## Work instructions
Please continue the notes on the convergence rate of gradient descent with momentum, starting right after their final sentence.

## Excerpted text
Explanation of the plot of convergence rate in each \(i\) (Momentum)

A plot of convergence rate in each \(i\) (Momentum)

• Here we show the case \(\lambda_i = 1.\)

Convergence Rate

• Combining the above five situations, we can conclude that the range of available step-sizes works out to be \[ \begin{aligned} {\color{red}{0<\alpha \lambda_i < 2+2\beta , \quad 0 \leq \beta < 1.}} \end{aligned} \]

• The range of \(\alpha\) gets bigger when we add momentum: \[ \begin{aligned} 0<\alpha \lambda_i < 2 \stackrel{\text{with momentum}}{\Longrightarrow} 0<\alpha\lambda_i<2+2\beta. \end{aligned} \]

• What is the best choice between \(\alpha,\beta\)?

Optimal parameters

• Recall that in GD without momentum:

  • The convergence rate of \(w^k_i\) to \(w^*_i\) (\(i\)-th component) is \(\left\lvert 1-\alpha \lambda_i \right\rvert;\)

  • The convergence rate of \(w^k\) to \(w^*\) is \[ \begin{aligned} \text{rate}(\alpha) = \max \bigl\lbrace \left\lvert 1-\alpha \lambda_1 \right\rvert , \left\lvert 1-\alpha \lambda_n \right\rvert \bigr\rbrace; \end{aligned} \]

  • \[ \begin{aligned} \arg \min_{\alpha} \, \text{rate}(\alpha) &= \frac{2}{\lambda_1+\lambda_n}, \cr \min_{\alpha} \text{rate} (\alpha) &= \frac{\lambda_n/\lambda_1-1}{\lambda_n/\lambda_1+1}. \end{aligned} \]

• With Momentum?

• We first analyze \(i\)-th component with \(\alpha\) fixed.

Optimal parameters (\(i\)-th component)

• We see the \(i\)-th component with \(\alpha\) fixed.

• Recall that \[ \begin{aligned} y_i^{k+1} &= \beta y_i^k + \lambda_i x_i^k, \cr x_i^{k+1} &= x_i^k - \alpha y_i^{k+1}, \end{aligned} \] in each \(i\)-th component.

• Or, \[ \begin{aligned} \begin{bmatrix} y_i^k \\ x_i^k \\\end{bmatrix} = R_i^k \begin{bmatrix} y_i^0 \\ x_i^0 \\\end{bmatrix}, \qquad R_i = \begin{bmatrix} \beta & -\alpha \beta \\ \lambda_i & 1-\alpha \lambda_i \\\end{bmatrix}. \end{aligned} \]

• The convergence rate of \(\lbrace x_i^k \rbrace_k\) is \(\max\lbrace \left\lvert \sigma_1(i) \right\rvert , \left\lvert \sigma_2(i) \right\rvert \rbrace,\) where \(\sigma_1(i),\sigma_2(i)\) are two eigenvalues of \(R_i.\)

## Stored rows
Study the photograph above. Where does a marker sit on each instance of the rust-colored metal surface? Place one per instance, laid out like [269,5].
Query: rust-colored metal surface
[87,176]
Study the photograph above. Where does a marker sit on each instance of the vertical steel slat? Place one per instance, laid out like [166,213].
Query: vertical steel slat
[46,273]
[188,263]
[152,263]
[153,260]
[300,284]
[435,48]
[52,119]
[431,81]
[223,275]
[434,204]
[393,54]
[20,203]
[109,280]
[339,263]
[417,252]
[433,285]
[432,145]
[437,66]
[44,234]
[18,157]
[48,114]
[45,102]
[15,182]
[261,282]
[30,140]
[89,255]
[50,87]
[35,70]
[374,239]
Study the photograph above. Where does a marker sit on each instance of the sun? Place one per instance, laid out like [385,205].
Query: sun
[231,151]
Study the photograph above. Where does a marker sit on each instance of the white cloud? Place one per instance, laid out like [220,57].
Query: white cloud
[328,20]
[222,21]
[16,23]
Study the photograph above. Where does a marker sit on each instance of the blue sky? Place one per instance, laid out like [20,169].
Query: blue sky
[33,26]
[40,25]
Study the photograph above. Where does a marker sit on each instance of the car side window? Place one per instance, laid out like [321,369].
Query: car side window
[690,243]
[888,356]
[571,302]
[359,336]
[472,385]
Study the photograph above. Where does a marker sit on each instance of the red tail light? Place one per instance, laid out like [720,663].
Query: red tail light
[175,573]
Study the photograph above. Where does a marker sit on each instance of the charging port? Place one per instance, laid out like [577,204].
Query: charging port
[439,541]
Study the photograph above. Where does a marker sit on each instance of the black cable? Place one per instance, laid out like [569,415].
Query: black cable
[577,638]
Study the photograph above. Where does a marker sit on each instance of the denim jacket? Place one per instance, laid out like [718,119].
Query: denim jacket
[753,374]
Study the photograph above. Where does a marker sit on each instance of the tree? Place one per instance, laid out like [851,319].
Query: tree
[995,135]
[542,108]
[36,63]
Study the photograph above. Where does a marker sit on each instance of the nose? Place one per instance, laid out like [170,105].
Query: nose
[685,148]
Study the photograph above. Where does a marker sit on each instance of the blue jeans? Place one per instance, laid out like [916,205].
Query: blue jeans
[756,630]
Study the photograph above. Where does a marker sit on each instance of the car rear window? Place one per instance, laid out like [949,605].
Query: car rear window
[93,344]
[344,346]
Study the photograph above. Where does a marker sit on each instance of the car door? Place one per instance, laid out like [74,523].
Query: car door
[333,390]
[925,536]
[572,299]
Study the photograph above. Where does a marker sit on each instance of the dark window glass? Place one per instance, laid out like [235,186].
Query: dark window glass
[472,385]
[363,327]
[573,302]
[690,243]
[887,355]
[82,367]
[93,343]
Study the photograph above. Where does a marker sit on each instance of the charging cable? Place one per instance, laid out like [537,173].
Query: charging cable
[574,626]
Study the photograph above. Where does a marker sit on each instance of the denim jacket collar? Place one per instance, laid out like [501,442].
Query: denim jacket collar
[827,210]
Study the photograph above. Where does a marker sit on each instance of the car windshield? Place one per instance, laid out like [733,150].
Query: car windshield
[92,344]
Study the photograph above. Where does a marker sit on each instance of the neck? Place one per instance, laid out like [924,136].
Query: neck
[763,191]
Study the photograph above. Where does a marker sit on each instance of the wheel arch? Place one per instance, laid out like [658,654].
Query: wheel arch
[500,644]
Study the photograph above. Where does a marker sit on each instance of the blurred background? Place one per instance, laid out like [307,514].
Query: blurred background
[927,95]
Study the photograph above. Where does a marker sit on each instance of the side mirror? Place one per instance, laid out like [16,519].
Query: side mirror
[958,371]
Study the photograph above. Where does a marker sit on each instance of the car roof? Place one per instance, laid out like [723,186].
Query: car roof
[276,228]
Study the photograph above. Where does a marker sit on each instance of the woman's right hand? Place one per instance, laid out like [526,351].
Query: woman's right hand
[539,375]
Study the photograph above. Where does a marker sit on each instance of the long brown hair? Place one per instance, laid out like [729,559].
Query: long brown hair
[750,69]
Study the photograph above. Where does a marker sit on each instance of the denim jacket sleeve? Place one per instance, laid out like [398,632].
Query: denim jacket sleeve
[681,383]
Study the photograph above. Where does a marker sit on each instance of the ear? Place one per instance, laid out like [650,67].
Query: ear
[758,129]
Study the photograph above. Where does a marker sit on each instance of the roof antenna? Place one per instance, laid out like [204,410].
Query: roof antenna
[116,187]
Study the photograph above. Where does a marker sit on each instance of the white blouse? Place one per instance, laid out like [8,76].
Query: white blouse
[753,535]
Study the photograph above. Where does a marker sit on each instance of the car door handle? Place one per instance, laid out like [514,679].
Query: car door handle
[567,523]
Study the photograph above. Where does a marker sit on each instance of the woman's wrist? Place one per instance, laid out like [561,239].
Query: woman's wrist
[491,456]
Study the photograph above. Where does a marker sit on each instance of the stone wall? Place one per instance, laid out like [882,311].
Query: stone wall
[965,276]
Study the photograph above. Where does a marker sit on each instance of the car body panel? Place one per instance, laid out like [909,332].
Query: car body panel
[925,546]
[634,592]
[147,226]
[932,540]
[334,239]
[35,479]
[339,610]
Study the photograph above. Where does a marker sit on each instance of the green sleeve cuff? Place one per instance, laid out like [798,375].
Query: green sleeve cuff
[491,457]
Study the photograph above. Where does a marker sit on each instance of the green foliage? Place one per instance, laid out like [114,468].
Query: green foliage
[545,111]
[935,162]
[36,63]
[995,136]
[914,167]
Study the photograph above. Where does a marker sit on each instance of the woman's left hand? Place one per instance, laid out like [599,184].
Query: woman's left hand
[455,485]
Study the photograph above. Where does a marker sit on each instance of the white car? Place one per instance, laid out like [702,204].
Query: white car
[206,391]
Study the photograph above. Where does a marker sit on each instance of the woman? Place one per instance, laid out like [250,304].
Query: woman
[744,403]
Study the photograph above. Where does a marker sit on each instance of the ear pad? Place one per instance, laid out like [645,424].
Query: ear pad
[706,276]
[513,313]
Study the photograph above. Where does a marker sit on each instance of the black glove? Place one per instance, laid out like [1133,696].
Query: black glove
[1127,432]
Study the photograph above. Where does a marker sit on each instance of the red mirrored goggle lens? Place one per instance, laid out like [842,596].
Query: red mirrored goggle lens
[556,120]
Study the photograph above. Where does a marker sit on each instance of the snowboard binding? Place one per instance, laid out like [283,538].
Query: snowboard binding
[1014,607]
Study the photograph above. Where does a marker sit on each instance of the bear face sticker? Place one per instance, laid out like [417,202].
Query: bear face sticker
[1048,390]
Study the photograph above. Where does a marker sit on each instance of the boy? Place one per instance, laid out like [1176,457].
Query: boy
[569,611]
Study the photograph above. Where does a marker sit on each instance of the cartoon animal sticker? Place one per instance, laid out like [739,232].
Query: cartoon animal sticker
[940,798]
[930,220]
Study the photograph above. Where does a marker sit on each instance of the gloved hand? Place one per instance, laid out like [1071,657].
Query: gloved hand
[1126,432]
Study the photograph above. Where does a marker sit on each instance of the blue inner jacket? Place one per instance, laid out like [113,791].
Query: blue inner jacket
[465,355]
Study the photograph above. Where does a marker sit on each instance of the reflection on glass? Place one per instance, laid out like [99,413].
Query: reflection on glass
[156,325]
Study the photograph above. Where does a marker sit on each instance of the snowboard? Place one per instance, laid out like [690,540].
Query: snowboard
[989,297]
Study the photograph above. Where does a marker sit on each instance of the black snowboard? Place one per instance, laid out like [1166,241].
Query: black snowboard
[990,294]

## Expected answer
• Here we can use the physical point of view.

  • It is a discretization of a damped harmonic oscillator.

• The critical case happens when \(\sigma_1(i)=\sigma_2(i).\)

  • That is, \(\beta=(1-\sqrt{\alpha \lambda_i})^2.\)

• The minimum convergence rate is \(\color{red}{1-\sqrt{\alpha \lambda_i}}.\)

• The minimum convergence rate of \(w^k_i\) to \(w^*_i\) (\(i\)-th component) varies as follows: \[ \begin{aligned} 1-\alpha\lambda_i \stackrel{\text{with momentum}}{\Longrightarrow} 1-\sqrt{\alpha \lambda_i}. \end{aligned} \] But this only applies to the error in the \(i\)-th component with \(\alpha\) fixed.

Optimal parameters

• To get a global convergence rate, we must optimize over both \(\alpha,\beta.\)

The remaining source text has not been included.